Some records
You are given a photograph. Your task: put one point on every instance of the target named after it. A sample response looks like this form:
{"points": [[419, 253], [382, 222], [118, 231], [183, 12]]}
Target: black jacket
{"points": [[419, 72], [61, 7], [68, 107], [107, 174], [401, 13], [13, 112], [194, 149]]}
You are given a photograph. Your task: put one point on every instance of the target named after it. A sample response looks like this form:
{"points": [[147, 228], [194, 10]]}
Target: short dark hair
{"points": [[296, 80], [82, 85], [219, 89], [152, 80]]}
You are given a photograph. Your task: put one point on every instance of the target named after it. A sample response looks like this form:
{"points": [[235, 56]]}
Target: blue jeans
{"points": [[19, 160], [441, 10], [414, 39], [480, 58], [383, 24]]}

Given task: Go through the entries and repeat each one exactly.

Complete answer:
You are given a photograph. Your task: put one point on every instance of the target named after it. A sample response looks like this form:
{"points": [[419, 253], [382, 222], [118, 231], [183, 12]]}
Target: black jacket
{"points": [[419, 72], [61, 7], [68, 107], [107, 174], [401, 13], [13, 112], [194, 149]]}
You are given a photograph. Your task: put one point on every instance of the target named after it. A sample response looks like this form:
{"points": [[147, 228], [194, 10]]}
Target: short dark hair
{"points": [[296, 80], [82, 85], [219, 89], [152, 80]]}
You are given a photograph. Your task: put one point on every instance of the target named after it. A sample response looks like this form:
{"points": [[235, 56]]}
Target: blue jeans
{"points": [[19, 160], [441, 10], [414, 39], [480, 58], [383, 24]]}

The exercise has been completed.